▶ **Problem statement**
Total the lines of the entries below that hold the string "Query", then write only that total.

▶ **Exercise data**
==========

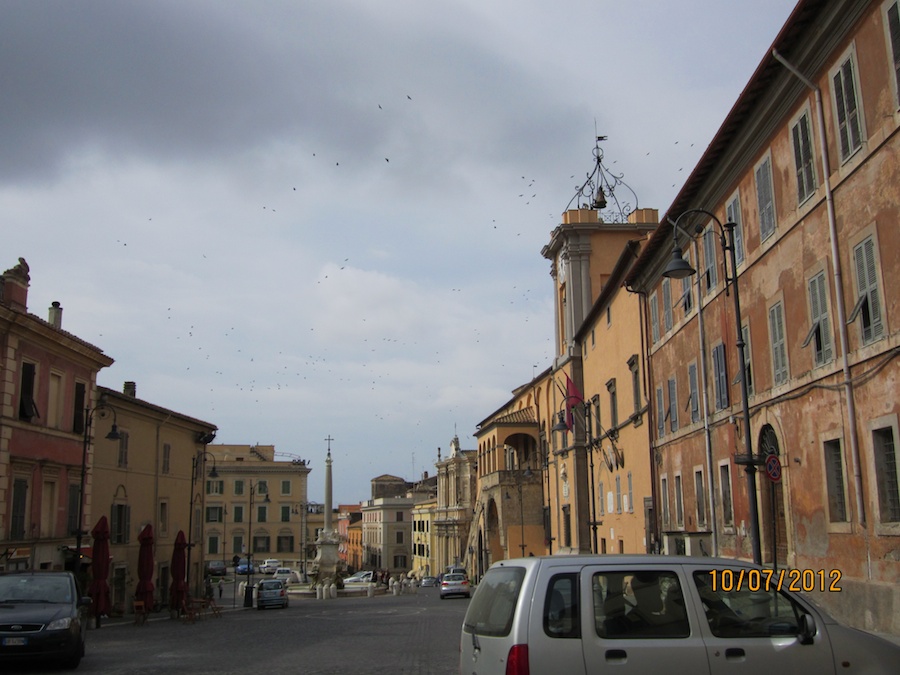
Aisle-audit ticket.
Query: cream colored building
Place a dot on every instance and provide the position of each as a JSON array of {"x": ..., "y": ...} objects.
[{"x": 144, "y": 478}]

==========

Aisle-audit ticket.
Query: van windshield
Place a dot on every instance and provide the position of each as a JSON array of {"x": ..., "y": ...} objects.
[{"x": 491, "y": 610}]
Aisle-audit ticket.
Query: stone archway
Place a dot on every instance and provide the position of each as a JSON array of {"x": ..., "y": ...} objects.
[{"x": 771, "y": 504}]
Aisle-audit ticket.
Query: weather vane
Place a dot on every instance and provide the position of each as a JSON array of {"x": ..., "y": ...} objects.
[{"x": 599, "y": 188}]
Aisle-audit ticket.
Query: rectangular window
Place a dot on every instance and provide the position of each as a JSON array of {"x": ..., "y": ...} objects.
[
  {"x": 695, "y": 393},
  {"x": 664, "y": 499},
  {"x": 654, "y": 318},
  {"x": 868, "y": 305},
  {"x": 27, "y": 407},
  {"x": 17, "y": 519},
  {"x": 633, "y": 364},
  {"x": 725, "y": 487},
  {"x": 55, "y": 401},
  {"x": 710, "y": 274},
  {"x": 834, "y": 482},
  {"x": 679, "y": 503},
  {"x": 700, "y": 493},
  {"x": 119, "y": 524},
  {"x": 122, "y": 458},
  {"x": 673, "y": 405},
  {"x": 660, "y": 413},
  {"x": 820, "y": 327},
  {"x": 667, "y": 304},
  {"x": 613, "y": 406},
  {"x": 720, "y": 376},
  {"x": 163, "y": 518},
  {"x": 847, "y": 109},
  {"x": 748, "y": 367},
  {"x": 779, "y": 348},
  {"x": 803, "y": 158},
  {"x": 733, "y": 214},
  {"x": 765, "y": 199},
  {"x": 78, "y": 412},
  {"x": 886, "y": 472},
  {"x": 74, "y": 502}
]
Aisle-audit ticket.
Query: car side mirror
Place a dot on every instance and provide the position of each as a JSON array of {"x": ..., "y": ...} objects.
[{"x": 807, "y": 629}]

==========

▶ **Task response**
6